= Trecho selecionado =
────────
Álvaro Tukano mora em Brasília e assumiu simbolicamente neste domingo (19) a direção do Memorial dos Povos Indígenas. Pertencente aos povos Tukano, no interior do Amazonas, ele acredita que a homologação de três terras indígenas anunciada pelo governo federal para esta segunda-feira (20), é um dever do Estado.
“As terras indígenas, ou de toda a Amazônia, é que produzem evaporação, que distribuem água por todo Brasil e a América do Sul. Por isso que o papel da [presidenta] Dilma [Rousseff] é demarcar, homologar, combater a violência. É cumprir as leis internacionais, não construir as hidrelétricas. É essa a sabedoria que ela tem que preservar”, defendeu.
────────
= Instrução da tarefa 1 =
Transcreva o trecho sobre Álvaro Tukano, começando em "Álvaro Tukano mora" e terminando em "dever do Estado.".
= Instrução da tarefa 2 =
Indique se cada afirmação concorda com o trecho sobre Álvaro Tukano, respondendo sim ou não e citando as palavras do texto que decidem a questão: (a) Álvaro Tukano mora em Manaus. (b) O governo federal anunciou a homologação de três terras indígenas para a segunda-feira (20). (c) Segundo Álvaro Tukano, cabe à presidenta Dilma construir hidrelétricas.
= Instrução da tarefa 3 =
Reescreva em forma de lista o parágrafo do trecho selecionado que começa com "Álvaro Tukano mora em Brasília", mantendo os fatos principais.
As linhas a seguir não guardam relação com o trecho selecionado.

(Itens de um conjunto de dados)
────────
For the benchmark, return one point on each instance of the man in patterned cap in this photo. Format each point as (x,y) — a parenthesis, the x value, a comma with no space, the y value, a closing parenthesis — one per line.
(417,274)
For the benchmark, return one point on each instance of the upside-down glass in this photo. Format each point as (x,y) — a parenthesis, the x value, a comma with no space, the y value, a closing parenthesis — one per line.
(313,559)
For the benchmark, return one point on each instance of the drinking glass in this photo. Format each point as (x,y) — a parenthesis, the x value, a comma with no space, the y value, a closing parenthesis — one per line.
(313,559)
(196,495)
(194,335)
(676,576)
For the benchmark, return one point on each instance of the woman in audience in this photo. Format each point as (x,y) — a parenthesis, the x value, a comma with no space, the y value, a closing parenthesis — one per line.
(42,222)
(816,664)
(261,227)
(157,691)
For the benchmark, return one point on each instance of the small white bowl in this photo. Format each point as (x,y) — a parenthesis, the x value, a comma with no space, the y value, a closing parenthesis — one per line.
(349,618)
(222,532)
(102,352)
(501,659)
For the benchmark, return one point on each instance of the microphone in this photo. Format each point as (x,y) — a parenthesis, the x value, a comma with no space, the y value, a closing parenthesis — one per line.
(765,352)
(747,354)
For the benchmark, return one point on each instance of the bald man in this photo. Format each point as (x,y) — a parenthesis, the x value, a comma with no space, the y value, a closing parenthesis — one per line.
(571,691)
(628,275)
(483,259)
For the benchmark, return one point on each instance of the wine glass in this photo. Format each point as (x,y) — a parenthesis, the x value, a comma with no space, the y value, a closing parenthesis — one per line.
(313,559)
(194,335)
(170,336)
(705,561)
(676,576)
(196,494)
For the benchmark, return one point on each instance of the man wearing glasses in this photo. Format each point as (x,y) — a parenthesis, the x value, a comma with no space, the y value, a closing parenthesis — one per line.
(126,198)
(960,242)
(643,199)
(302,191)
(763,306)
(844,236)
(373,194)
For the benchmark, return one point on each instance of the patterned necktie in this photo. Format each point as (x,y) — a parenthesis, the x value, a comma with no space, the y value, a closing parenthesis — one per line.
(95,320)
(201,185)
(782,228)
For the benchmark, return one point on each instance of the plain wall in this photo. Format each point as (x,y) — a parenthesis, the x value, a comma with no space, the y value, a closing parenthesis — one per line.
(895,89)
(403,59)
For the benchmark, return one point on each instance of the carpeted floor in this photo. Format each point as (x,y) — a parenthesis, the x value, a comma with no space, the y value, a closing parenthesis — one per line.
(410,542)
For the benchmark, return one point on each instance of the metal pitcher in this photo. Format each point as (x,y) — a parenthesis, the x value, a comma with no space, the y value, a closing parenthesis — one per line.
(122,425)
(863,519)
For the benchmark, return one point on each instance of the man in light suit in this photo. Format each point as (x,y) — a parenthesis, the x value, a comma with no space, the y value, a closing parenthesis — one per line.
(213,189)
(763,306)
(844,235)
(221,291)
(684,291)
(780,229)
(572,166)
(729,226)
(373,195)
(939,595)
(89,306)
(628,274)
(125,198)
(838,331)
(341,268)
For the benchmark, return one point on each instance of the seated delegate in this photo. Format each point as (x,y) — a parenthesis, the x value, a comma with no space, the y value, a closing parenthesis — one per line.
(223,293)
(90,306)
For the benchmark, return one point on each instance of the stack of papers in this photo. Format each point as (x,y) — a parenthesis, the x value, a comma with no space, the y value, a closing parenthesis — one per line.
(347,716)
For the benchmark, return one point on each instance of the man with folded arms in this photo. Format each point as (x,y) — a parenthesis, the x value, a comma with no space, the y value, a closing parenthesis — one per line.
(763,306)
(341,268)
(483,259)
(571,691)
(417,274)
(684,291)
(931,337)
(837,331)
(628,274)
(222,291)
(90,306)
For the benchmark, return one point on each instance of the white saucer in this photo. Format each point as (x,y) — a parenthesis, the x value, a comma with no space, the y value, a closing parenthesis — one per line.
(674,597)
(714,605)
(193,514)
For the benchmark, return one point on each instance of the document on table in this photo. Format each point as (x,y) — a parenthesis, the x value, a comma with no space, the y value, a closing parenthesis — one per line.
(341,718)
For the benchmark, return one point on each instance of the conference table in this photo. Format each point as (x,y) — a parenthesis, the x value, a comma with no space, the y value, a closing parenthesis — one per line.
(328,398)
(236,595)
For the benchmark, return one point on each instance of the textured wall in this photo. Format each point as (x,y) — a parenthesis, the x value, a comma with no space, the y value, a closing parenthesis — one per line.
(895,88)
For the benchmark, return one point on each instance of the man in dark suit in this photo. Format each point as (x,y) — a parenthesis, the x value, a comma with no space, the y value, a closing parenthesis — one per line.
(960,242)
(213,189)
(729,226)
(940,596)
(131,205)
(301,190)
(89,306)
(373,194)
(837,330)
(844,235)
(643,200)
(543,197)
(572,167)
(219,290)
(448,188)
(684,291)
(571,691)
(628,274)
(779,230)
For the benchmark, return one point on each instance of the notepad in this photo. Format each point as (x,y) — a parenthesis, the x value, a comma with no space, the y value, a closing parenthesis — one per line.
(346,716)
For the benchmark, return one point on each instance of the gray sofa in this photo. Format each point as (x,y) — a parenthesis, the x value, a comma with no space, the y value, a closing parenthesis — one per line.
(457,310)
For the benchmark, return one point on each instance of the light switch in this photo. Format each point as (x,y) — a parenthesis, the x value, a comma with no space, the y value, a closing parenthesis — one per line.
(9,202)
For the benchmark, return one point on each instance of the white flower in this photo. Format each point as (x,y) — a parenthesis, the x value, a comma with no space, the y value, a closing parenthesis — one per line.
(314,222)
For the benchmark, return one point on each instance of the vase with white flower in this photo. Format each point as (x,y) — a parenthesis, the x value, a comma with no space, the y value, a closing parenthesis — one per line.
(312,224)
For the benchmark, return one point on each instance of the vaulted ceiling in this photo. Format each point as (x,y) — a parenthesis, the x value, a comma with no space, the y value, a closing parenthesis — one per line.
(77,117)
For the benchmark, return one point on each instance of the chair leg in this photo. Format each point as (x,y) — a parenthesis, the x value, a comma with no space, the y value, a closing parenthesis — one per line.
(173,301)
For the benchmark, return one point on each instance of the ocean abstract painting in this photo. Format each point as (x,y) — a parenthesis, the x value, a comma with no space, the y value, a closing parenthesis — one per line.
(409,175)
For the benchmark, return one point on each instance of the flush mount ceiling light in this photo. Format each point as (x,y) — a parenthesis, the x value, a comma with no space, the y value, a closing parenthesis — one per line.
────────
= Resposta 1 =
Álvaro Tukano mora em Brasília e assumiu simbolicamente neste domingo (19) a direção do Memorial dos Povos Indígenas. Pertencente aos povos Tukano, no interior do Amazonas, ele acredita que a homologação de três terras indígenas anunciada pelo governo federal para esta segunda-feira (20), é um dever do Estado.

= Resposta 2 =
(a) Não: "Álvaro Tukano mora em Brasília".
(b) Sim: "a homologação de três terras indígenas anunciada pelo governo federal para esta segunda-feira (20)".
(c) Não: "não construir as hidrelétricas".

= Resposta 3 =
- Álvaro Tukano mora em Brasília.
- No domingo (19), assumiu simbolicamente a direção do Memorial dos Povos Indígenas.
- Pertence aos povos Tukano, do interior do Amazonas.
- Considera um dever do Estado a homologação de três terras indígenas, anunciada pelo governo federal para a segunda-feira (20).